:: Listed records

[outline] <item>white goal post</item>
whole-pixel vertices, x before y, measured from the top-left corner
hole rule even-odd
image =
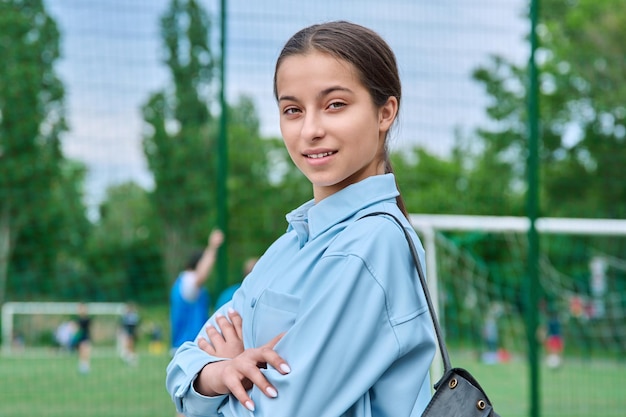
[[[2,352],[11,353],[16,315],[70,315],[78,314],[80,303],[75,302],[7,302],[2,305]],[[124,303],[85,303],[90,316],[124,314]]]
[[[530,229],[530,219],[527,217],[410,214],[409,218],[413,228],[423,239],[422,243],[426,251],[425,270],[427,271],[428,290],[438,316],[440,315],[439,278],[437,276],[437,247],[435,244],[437,232],[527,233]],[[543,217],[536,220],[535,228],[539,234],[626,236],[626,220],[620,219]],[[443,370],[439,352],[433,362],[433,370],[435,375],[440,375]]]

::::

Problem details:
Rewrite all of the lines above, requests included, adding 113 to every vertex coordinate in the answers. Leave the pictures out.

Solution:
[outline] <item>white goal post</item>
whole-pixel vertices, x before y, measured from the top-left corner
hole rule even-odd
image =
[[[115,465],[124,466],[129,428],[183,428],[191,427],[193,416],[188,415],[120,415],[115,418]],[[237,416],[198,416],[203,429],[237,427]]]
[[[643,342],[643,332],[640,330],[523,327],[522,331],[526,341],[536,352],[535,356],[539,364],[538,383],[540,384],[541,403],[551,429],[553,428],[552,391],[550,389],[550,360],[548,357],[550,345],[640,346]],[[656,330],[649,333],[648,341],[652,347],[739,349],[739,333],[733,332]],[[556,483],[552,465],[546,475],[546,483],[548,488],[553,488]]]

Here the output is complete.